Output, exactly and in full, the entries that appear below.

Free-text object descriptions:
'''

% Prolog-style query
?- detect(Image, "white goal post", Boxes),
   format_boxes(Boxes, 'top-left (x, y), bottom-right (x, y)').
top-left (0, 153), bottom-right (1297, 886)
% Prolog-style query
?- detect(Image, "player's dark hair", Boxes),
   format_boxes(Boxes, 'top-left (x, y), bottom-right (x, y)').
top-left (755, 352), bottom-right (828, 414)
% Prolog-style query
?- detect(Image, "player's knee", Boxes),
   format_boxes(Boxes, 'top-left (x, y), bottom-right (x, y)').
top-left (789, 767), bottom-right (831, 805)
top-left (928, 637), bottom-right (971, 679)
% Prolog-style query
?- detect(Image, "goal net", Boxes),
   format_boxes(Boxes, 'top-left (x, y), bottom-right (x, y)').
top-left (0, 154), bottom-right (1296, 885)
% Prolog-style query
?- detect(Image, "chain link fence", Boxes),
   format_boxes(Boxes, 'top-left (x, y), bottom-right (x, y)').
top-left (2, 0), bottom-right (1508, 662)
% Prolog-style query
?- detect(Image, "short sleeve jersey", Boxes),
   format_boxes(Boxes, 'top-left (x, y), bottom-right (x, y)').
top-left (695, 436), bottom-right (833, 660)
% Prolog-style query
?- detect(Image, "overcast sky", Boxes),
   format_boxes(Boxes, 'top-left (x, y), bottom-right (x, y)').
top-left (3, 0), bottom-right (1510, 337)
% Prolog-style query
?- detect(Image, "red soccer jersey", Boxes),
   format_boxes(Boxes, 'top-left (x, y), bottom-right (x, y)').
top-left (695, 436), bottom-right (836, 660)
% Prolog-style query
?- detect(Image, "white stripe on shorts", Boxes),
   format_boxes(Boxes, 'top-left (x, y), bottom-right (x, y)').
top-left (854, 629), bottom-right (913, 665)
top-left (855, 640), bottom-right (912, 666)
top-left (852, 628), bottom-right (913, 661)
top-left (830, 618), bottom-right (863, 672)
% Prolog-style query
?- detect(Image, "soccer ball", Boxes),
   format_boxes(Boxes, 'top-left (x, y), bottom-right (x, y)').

'''

Solution:
% Prolog-style query
?- detect(Image, "white goal post", Boxes),
   format_boxes(Boxes, 'top-left (x, y), bottom-right (x, y)').
top-left (0, 153), bottom-right (1297, 886)
% Prolog-style query
?- detect(Image, "player's dark hair", Boxes),
   format_boxes(Boxes, 'top-left (x, y), bottom-right (x, y)').
top-left (755, 352), bottom-right (828, 414)
% Prolog-style query
?- detect(Image, "player's knee", Boxes),
   format_boxes(Boxes, 'top-left (x, y), bottom-right (x, y)').
top-left (789, 767), bottom-right (831, 805)
top-left (928, 637), bottom-right (971, 679)
% Prolog-style query
?- detect(Image, "goal net", Boxes),
   format_boxes(Boxes, 'top-left (x, y), bottom-right (x, y)').
top-left (0, 154), bottom-right (1296, 885)
% Prolog-style query
?- detect(Image, "chain link fence", Boxes),
   format_boxes(Boxes, 'top-left (x, y), bottom-right (x, y)').
top-left (2, 0), bottom-right (1508, 662)
% Prolog-style query
?- detect(Image, "short sleeve jersey", Boxes),
   format_boxes(Boxes, 'top-left (x, y), bottom-right (x, y)').
top-left (695, 436), bottom-right (833, 660)
% Prolog-style query
?- detect(Image, "overcast sky", Boxes),
   format_boxes(Boxes, 'top-left (x, y), bottom-right (x, y)').
top-left (3, 0), bottom-right (1510, 337)
% Prolog-style query
?- detect(Image, "red soccer jersey", Boxes),
   format_boxes(Boxes, 'top-left (x, y), bottom-right (x, y)').
top-left (695, 436), bottom-right (836, 660)
% Prolog-style query
?- detect(Image, "white stripe on shorts", Boxes),
   format_boxes(Boxes, 'top-left (x, y), bottom-right (x, y)').
top-left (854, 629), bottom-right (913, 665)
top-left (855, 640), bottom-right (912, 666)
top-left (852, 628), bottom-right (913, 661)
top-left (830, 618), bottom-right (863, 672)
% Prolog-style query
?- detect(Image, "soccer ball", Boxes),
   format_boxes(Boxes, 'top-left (x, y), bottom-right (x, y)').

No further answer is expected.